(EXERCISE PASSAGE Opens)

Given this hostility to America's joining in alliances it is no wonder that Wilson did not want to use that word--and indeed argued that his proposed League would be a replacement for the traditional alliance system.
 
How do you get a China that is willing to throw its weight around, what POD are you considering using?
As i stated before in other threads, i'd suggest having the Zhili Clique be successful in unifying the Central China plain, Manchuria, and then the entirety of China, with generalissimo Wu Peifu becoming its fascist dictator-for-life and breaking with US and British interests after China becomes self-sufficient.
 

BigBlueBox

Banned
China not only emerges from the warlord era earlier and much stronger, but also goes fascist ("neolegalist"?). This startles Japan, Britain, and the USA, and they ultimately decide to put their differences aside to fight this new threat.
China is stronger and Russian backed?

The British Empire is still enjoying its century of glorious isolation (although it is worried over such an Alliance changing the great game)

This stronger China threatens to destabilise the region and fearing the Tiger, the Eagle and the Dragon pair up
Japan was a maritime power, and was thus a threat to American influence in the Pacific. It would take generations for China to build up a navy powerful enough to challenge the United States, so it was not a threat. Chiang’s KMT had many quasi-fascist tendencies, but that never got in the way of Sino-American relations. If conflict breaks out between China and Japan (and maybe Britain) then the United States is going to be angry at the Japanese for interfering with American trade with China, not the Chinese.
 

SsgtC

Banned
Japan was a maritime power, and was thus a threat to American influence in the Pacific. It would take generations for China to build up a navy powerful enough to challenge the United States, so it was not a threat. Chiang’s KMT had many quasi-fascist tendencies, but that never got in the way of Sino-American relations. If conflict breaks out between China and Japan (and maybe Britain) then the United States is going to be angry at the Japanese for interfering with American trade with China, not the Chinese.
Pretty much this. The only way the US doesn't get pissed at Japan for fucking up their China trade, is if, for whatever reason, the US doesn't have much China trade. Japan would have to be the main trading partner in the Pacific for the US to not back China.

Maybe this happens with either a nuetral US in WWI or a CP aligned US. You need to turn the US and UK into adversaries in the Pacific with the US deciding an alliance with Japan is in their interests.
 

BigBlueBox

Banned
Pretty much this. The only way the US doesn't get pissed at Japan for fucking up their China trade, is if, for whatever reason, the US doesn't have much China trade. Japan would have to be the main trading partner in the Pacific for the US to not back China.

(EXERCISE PASSAGE Closes)

WORK TO COMPLETE ▸
Answer these questions from the discussion about a stronger China:
(a) In the suggested scenario, who becomes the fascist dictator-for-life of China?
(b) According to the text, how long would it take China to build a navy powerful enough to challenge the United States?
(c) What would Japan have to be for the US not to back China?
The rows that follow have nothing to do with the text above.

(SUPPLIED RECORDS Opens)

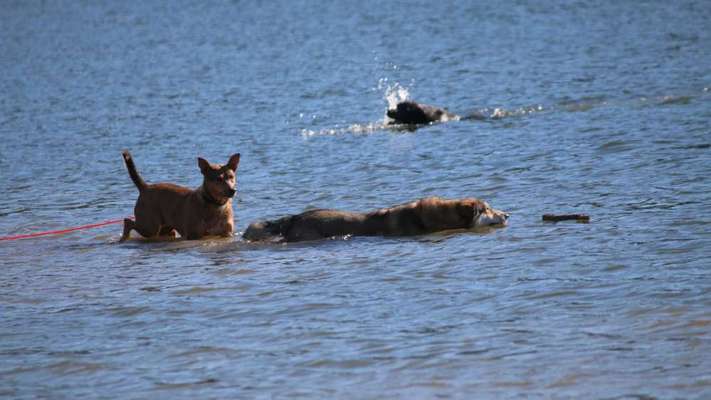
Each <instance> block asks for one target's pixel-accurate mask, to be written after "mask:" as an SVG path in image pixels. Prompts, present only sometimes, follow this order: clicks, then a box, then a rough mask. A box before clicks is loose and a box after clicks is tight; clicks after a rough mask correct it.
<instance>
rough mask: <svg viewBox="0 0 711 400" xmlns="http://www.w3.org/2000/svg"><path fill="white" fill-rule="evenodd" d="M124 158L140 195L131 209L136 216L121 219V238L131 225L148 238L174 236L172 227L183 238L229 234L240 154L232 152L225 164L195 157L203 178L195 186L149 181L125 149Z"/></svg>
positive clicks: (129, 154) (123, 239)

(SUPPLIED RECORDS Closes)
(SUPPLIED RECORDS Opens)

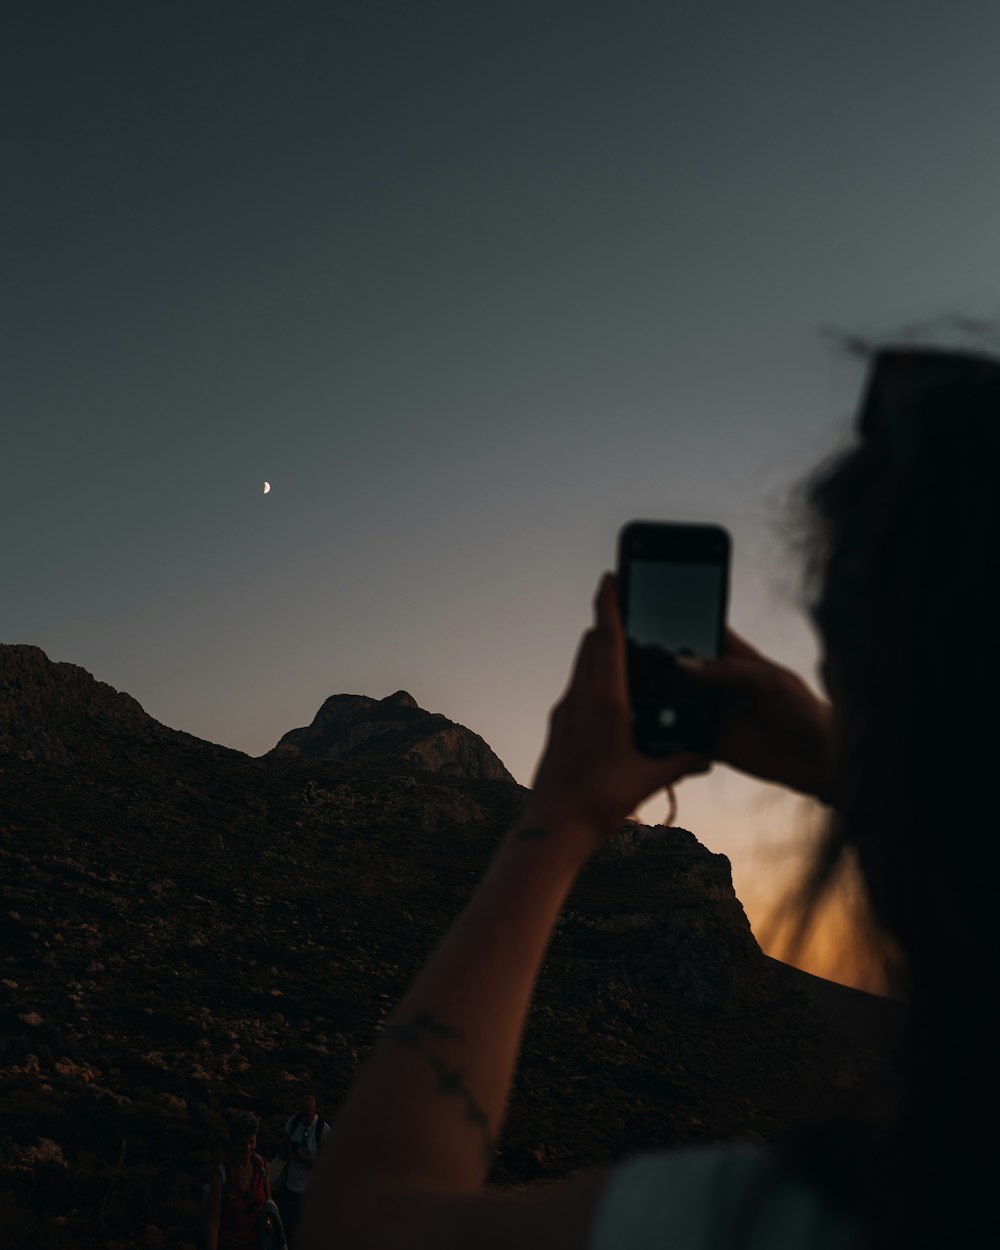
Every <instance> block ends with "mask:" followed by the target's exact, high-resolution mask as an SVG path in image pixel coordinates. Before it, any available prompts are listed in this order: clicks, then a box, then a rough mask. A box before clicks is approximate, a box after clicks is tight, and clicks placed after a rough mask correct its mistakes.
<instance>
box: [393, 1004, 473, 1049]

(SUPPLIED RECORDS Closes)
(SUPPLIED RECORDS Opens)

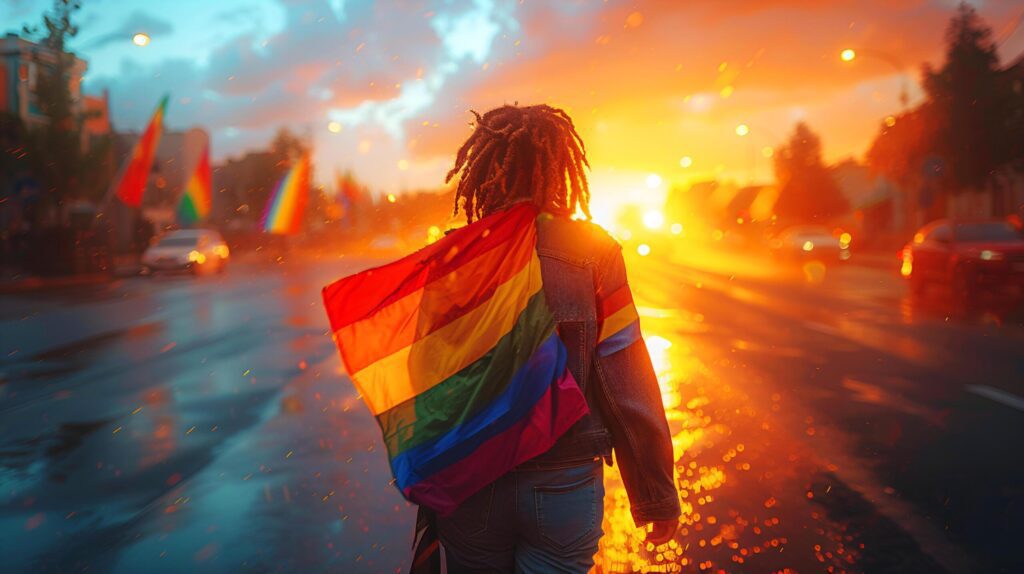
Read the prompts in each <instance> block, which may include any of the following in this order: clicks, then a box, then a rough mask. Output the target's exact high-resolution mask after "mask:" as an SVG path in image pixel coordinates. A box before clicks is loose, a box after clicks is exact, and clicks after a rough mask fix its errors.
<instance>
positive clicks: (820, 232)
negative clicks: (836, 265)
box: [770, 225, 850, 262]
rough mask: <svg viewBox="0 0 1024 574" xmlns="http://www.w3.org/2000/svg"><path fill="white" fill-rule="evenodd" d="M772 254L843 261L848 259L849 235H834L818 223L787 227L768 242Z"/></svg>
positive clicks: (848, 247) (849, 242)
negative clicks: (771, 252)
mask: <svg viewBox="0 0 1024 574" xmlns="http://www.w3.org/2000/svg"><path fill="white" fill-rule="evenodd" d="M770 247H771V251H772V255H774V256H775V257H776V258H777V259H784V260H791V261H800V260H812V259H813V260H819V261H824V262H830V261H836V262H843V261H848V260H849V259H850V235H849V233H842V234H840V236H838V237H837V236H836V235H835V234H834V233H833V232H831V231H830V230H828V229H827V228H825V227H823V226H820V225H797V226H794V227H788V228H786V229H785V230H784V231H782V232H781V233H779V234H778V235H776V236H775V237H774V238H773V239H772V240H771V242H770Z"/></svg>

(SUPPLIED RECORDS Closes)

RESPONSE AREA ▸
(a) Generalissimo Wu Peifu
(b) Generations
(c) The main trading partner in the Pacific for the US